(Stored records)
★ ★ ★ ★ ★ ★ ★

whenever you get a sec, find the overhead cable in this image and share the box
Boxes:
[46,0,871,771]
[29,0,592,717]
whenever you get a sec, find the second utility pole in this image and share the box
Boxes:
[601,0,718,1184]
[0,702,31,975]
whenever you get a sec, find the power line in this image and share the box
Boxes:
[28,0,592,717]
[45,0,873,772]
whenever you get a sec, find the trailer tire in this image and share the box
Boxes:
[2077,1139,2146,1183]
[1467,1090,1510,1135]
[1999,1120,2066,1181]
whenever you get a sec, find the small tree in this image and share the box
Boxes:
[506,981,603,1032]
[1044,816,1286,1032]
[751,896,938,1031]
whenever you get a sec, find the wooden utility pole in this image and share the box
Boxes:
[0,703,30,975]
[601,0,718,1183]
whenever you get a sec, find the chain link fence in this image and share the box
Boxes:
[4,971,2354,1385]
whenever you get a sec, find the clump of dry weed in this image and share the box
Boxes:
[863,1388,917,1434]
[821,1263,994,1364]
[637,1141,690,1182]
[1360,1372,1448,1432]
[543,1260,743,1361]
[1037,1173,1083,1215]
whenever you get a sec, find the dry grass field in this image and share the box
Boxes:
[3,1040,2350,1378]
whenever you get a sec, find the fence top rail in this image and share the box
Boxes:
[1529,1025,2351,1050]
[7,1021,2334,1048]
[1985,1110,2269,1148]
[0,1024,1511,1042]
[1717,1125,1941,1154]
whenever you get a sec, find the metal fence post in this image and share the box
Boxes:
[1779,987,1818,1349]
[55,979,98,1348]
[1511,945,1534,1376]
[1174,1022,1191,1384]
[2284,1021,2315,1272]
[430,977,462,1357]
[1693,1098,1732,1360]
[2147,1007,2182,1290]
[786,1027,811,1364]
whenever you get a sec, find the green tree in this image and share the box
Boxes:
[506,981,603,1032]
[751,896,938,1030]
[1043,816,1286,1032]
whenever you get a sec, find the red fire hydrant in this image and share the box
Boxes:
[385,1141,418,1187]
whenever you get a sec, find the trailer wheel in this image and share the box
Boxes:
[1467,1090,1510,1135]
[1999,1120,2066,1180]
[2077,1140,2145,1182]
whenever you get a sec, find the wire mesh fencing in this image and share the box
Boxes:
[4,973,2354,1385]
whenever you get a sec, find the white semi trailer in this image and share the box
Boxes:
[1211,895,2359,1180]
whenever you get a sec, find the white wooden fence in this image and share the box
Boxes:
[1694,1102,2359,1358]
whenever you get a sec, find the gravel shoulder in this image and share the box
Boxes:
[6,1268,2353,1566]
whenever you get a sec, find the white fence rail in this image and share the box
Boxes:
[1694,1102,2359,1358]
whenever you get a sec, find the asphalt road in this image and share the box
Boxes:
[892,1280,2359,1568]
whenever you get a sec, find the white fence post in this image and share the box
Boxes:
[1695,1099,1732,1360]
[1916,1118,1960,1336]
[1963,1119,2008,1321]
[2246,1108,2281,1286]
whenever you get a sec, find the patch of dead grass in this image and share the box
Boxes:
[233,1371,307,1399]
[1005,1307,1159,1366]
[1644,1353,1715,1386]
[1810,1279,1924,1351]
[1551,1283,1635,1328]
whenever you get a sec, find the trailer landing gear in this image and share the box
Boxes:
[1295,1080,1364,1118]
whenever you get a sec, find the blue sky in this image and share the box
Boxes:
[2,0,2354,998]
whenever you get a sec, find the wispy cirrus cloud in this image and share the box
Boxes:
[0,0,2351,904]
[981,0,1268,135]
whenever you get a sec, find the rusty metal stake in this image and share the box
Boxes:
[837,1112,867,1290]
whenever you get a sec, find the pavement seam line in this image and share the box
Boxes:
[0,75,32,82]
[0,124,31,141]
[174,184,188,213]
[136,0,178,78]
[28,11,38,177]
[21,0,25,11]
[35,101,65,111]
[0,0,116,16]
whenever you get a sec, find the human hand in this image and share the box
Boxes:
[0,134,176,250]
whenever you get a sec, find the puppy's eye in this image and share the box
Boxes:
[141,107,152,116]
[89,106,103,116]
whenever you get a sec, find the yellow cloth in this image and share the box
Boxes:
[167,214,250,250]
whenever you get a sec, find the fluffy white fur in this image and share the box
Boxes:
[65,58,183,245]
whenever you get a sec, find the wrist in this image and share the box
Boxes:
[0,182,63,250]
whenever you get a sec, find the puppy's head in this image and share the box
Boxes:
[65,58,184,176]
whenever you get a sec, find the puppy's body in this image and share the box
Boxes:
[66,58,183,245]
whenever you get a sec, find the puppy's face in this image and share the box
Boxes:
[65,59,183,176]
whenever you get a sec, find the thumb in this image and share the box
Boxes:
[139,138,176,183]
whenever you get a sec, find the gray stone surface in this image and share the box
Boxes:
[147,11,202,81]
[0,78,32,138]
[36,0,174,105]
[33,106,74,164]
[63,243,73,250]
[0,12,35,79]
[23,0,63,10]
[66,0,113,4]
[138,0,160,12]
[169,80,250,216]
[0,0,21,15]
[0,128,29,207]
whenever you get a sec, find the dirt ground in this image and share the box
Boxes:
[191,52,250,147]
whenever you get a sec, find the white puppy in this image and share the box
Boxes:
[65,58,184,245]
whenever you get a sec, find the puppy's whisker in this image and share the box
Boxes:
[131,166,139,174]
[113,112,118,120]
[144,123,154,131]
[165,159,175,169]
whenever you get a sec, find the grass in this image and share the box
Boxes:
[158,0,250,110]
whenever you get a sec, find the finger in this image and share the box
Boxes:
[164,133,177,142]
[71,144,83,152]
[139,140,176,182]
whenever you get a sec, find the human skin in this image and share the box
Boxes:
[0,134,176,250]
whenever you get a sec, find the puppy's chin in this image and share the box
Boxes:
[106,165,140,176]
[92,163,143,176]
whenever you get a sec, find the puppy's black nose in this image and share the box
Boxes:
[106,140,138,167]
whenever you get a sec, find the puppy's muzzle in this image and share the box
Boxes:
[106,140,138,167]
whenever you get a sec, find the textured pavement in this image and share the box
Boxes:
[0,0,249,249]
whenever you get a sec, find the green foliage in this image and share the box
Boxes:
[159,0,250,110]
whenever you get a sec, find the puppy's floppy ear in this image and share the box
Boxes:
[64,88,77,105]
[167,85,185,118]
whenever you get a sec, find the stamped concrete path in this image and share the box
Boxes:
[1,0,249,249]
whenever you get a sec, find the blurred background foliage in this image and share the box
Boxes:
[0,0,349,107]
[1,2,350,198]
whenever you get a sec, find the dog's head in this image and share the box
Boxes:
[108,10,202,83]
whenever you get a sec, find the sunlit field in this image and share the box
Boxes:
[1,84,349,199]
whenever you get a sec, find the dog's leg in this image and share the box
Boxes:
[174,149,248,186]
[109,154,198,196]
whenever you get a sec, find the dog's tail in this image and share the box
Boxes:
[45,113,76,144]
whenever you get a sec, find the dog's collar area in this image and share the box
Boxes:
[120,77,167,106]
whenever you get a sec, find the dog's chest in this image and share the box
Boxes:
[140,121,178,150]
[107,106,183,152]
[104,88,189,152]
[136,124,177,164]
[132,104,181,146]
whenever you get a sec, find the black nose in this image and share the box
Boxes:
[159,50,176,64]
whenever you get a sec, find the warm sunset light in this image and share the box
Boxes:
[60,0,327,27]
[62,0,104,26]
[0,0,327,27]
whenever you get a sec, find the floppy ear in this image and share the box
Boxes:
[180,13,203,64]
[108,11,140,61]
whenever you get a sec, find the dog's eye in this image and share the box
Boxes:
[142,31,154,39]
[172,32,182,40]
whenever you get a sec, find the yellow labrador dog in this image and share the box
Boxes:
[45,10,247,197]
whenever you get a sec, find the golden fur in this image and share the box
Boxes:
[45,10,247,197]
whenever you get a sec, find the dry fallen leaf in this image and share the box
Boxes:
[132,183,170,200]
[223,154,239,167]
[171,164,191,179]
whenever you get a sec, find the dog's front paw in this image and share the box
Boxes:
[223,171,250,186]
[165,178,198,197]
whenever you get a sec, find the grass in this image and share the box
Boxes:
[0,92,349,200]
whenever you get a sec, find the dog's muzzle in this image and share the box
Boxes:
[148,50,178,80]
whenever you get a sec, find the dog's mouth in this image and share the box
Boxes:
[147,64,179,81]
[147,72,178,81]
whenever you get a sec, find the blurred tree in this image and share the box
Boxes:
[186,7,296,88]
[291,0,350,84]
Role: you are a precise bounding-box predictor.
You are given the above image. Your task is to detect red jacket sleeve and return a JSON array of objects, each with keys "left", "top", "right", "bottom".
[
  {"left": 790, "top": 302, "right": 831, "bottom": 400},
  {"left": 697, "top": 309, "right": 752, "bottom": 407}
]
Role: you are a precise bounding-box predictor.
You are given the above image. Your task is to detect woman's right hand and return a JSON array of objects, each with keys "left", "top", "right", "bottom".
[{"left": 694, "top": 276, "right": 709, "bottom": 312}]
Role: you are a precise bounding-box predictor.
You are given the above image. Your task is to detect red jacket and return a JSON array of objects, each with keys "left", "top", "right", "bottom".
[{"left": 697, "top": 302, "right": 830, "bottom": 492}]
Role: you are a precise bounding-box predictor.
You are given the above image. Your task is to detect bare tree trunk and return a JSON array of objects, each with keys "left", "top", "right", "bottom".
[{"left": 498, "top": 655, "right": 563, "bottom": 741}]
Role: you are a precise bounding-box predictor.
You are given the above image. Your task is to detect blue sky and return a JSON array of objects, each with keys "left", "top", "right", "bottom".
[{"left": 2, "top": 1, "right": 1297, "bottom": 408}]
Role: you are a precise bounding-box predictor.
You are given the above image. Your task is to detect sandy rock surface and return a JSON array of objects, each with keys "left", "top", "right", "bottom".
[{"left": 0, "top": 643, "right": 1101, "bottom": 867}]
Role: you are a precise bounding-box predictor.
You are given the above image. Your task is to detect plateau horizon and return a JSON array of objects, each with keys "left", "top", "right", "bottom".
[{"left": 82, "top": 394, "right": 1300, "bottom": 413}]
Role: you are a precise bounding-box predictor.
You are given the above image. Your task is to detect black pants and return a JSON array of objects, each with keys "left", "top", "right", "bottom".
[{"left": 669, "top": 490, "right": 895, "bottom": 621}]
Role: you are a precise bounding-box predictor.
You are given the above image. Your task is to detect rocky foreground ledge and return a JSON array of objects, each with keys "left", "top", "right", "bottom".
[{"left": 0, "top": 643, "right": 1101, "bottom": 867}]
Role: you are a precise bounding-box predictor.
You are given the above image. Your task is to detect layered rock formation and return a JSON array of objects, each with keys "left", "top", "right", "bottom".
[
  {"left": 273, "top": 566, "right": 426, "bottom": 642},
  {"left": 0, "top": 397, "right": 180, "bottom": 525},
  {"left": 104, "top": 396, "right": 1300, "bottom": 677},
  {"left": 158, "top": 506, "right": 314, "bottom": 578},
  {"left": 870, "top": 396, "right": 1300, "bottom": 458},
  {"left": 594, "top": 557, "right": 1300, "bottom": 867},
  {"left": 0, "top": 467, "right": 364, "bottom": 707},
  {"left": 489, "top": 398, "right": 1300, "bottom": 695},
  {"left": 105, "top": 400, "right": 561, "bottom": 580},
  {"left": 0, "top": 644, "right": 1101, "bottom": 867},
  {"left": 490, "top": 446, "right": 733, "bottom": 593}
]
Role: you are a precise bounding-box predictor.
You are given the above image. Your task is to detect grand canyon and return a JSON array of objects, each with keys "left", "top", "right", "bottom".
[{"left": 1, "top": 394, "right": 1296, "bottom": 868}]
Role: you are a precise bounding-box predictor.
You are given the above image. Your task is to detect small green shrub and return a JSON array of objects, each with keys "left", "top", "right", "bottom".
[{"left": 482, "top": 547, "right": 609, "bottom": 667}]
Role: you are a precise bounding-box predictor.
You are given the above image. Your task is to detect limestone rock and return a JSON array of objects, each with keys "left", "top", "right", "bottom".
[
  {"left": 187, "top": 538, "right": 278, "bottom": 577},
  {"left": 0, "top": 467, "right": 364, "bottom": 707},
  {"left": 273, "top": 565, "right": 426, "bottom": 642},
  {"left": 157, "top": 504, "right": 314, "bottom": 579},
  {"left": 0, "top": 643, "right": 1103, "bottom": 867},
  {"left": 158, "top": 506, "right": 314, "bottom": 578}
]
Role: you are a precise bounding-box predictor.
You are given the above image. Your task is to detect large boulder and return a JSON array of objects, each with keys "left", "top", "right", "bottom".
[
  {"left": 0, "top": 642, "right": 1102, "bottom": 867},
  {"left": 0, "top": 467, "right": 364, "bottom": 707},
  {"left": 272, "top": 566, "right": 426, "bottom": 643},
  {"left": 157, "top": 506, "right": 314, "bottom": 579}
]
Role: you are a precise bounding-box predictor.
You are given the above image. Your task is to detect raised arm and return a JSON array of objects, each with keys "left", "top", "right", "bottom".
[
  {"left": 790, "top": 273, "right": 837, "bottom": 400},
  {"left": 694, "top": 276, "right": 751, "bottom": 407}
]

★ ★ ★ ★ ★ ★ ★

Task item
A complete answer gives every line of the data that includes "pole".

Written response
whenever you get a sec, find the second utility pole in this image and share the box
whenever you get a sec, find the wooden utility pole in this image and share the box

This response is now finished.